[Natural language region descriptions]
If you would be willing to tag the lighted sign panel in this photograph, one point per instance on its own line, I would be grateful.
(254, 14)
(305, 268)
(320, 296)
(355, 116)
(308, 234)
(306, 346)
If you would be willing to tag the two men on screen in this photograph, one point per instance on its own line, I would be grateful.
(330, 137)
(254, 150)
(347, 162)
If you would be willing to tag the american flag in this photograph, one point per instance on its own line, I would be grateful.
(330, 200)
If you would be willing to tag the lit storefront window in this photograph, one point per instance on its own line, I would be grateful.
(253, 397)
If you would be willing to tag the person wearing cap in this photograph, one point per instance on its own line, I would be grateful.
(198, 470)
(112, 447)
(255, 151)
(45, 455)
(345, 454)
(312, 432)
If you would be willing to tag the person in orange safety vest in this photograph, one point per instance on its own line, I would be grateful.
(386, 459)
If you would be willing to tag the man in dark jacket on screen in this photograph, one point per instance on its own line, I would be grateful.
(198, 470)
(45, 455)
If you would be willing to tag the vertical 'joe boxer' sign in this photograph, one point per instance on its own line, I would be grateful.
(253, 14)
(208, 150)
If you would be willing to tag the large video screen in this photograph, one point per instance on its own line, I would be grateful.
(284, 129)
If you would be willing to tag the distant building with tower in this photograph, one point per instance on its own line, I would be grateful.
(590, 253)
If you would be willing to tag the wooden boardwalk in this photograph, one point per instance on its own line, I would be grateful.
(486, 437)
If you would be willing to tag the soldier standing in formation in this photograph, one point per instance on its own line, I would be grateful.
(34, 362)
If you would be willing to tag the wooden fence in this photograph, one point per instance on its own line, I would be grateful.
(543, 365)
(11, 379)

**TASK OBJECTIVE:** Start copying at the line that contains "If you would be willing to tag the large" and stop after the last line of the records, keeping every line exactly.

**RESULT OF THIS EXERCISE:**
If you would be willing to tag the large video screen in this photograph, one point per instance on its own line, I would be grateful.
(284, 129)
If you would be willing to tag the distant building with tower in this photograph, one point per instance on its own line, I would be grateful.
(590, 253)
If you would be willing to tag the wooden boardwalk in this photograph, one point per instance on its own line, I would be grateful.
(486, 437)
If you would be willing to tag the soldier standing in formation in this photograph, one point per instance on its own line, I would be grateful.
(34, 362)
If you would be willing to tag the wooden fence in this photograph, one point per instance on its own line, I would be grateful.
(543, 365)
(11, 379)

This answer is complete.